_About this task_
Word for word, the data below must be repeated in full; no picture is to be included.

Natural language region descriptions

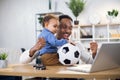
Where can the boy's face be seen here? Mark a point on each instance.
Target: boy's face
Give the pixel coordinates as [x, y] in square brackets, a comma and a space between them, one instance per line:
[53, 25]
[65, 29]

_Solution to this exercise_
Where can the boy's face be seen here? Mark a point on each instance.
Target: boy's face
Give the pixel coordinates as [x, y] in square brackets, a comma and a space between them, one instance per line:
[53, 25]
[65, 29]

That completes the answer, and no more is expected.